▶ **EXERCISE A**:
Answer these questions about the football column:
(i) Which grade was the writer starting at Powell Middle School in 1993?
(ii) In what year did Vonada become Springstead's JV coach?
(iii) What was the Eagles' record during the writer's senior year?

▶ **READING PASSAGE**:
▬▬▬▬▬▬▬▬▬▬
Saturday, May 25, 2013

Springstead

 

Football

By Chris Bernhardt Jr. | Hernando Today
Published: December 13, 2012
I know exactly when I formally met Bill Vonada. It's hard to forget the first day of school.

It was 1993 and I was starting seventh grade at Powell Middle School. Vonada was my new math teacher.

He may not have known me prior to that day, but I certainly knew of him. After all, he was the football coach. At that age, I didn't need to know much else.

Even back then, he carried the presence you'd expect of a coach. He was friendly, personable, had a sense of humor that made him relatable to his students.

But you respected him, and you certainly didn't cross him.

I was no football player, and probably a worse mathematician. Still, he managed to impact my professional life a few years later. As a sophomore at Springstead I again had him as a teacher, this time in a business class.

Primarily the course involved learning to type, a skill that has come in quite handy in this line of work.

My fingers are on the home keys and these words are appearing on my computer screen at an above-average pace, and for that I can thank Coach Vonada.

The rise of Vonada, who stepped down a week ago tomorrow after 15 years as head coach at Springstead, through the coaching ranks coincidentally followed my path through high school in the late '90s.

He sort of graduated from Powell with my class, becoming Springstead's JV coach in 1995, the start of my freshman year.

Bill Browning, now the Sunlake head coach, was the Eagles' headman.

"At that time (Vonada) was young, thirsting for knowledge," Browning said. "I saw him grow professionally, knowledge-wise, by leaps and bounds."

Back then Springstead had become so overcrowded it used what is currently the Fox Chapel Middle School campus as a ninth-grade center.

The year I finally arrived on the main Mariner Boulevard campus as a sophomore happened to bring Vonada's promotion to varsity offensive coordinator.

Browning had left for Hernando, leaving the job to Pat McCoy. The Eagles won a district title that season, but couldn't solve rising Hillsborough County power Armwood in the first round of the playoffs.

My senior year, Vonada took over the helm. It happened Sept. 7, 1998, the Monday after a tough 54-7 loss at Central.

Coach McCoy had recently become athletic director, and time constraints were his official reason for handing over the coaching duties.

However, there had admittedly been a loss of focus by the team and a thought that change might help.

Still, the success Springstead enjoyed over the first two seasons of McCoy's brief tenure had already started to slip away.

The Eagles went 4-6 my senior year. I didn't see much of the team during the next four years while I attended college, but I know the records weren't pretty: a combined 11-29.

"Kudos to the administration for giving him time," said Joel Myers, Springstead's girls cross-country and track and field head coach with stints as a football assistant at Springstead and Hernando. "They recognized he was doing things right.

"Eventually with his system, things started clicking for him. I think he did what he had to do to have success at that school."

When I graduated from college in 2003, I returned home and soon became a reporter at Hernando Today.

The first opportunity I had to call Coach Vonada for an interview, I reintroduced myself. I didn't want to presume he'd remember me. He did.

That season, I witnessed the program reach a turning point. The Eagles went 7-3 and just missed the playoffs, then went to the postseason the next two years.
▬▬▬▬▬▬▬▬▬▬
▶ **EXERCISE B**:
Resize the entries from the line containing "Could you please indicate the distant treeline" down to the line containing "(1111, 697)", and give only those lines again, requests included. Multiply every coordinate in the answers by 0.3 and round to whole numbers, with halves rounding up.
▬▬▬▬▬▬▬▬▬▬
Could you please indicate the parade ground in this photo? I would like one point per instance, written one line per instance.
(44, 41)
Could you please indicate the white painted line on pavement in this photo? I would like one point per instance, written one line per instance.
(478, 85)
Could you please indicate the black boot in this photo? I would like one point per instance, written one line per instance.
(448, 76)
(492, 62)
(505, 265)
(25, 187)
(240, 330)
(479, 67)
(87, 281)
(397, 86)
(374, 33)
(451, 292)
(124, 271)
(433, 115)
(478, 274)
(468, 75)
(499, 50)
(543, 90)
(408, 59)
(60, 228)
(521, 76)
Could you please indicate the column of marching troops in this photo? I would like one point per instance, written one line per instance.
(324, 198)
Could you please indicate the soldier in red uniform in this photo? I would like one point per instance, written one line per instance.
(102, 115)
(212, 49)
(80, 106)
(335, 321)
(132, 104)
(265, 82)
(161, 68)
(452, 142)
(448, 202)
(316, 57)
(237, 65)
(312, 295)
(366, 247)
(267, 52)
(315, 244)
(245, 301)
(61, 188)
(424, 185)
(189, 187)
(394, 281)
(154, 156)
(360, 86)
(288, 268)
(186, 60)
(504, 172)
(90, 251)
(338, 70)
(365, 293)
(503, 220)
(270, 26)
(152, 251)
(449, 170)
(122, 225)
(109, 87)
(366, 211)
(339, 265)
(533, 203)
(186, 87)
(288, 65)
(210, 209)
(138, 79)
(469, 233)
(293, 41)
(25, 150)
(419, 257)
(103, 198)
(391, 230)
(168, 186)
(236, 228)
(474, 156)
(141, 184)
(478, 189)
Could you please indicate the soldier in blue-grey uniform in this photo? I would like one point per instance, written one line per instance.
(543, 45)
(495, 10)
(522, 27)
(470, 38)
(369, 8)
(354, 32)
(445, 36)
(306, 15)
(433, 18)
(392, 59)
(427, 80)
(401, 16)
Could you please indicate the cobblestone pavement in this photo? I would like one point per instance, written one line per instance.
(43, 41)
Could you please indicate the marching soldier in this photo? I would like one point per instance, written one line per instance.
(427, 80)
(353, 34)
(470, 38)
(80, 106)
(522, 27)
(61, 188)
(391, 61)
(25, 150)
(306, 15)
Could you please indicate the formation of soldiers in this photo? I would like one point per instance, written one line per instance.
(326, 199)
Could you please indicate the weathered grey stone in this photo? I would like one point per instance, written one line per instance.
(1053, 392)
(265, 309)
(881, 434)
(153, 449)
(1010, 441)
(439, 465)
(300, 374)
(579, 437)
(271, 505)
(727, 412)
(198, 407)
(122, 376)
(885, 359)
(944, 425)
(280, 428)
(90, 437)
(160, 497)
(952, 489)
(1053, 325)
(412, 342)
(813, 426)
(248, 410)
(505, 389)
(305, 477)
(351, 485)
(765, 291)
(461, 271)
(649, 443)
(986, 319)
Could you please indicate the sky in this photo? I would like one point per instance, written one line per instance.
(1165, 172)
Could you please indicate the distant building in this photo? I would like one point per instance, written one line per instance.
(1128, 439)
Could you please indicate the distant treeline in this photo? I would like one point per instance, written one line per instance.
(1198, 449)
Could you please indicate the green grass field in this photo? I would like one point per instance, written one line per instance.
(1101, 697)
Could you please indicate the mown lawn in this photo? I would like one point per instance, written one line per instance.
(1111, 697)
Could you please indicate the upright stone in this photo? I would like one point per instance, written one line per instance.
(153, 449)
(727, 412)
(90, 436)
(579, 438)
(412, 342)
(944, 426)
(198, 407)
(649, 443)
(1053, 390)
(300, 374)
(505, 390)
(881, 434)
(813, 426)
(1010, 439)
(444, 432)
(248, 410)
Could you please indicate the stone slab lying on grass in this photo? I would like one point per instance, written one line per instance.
▬▬▬▬▬▬▬▬▬▬
▶ **COMPLETE OUTPUT A**:
(i) Seventh grade
(ii) 1995
(iii) 4-6

▶ **COMPLETE OUTPUT B**:
Could you please indicate the distant treeline in this photo? I would like one point per instance, written one line per instance.
(359, 135)
Could you please indicate the green grass field in this photo? I would like one point per instance, written one line per instance.
(330, 209)
Could you please indicate the mown lawn in this photo? I would like one point per instance, written one line per instance.
(333, 209)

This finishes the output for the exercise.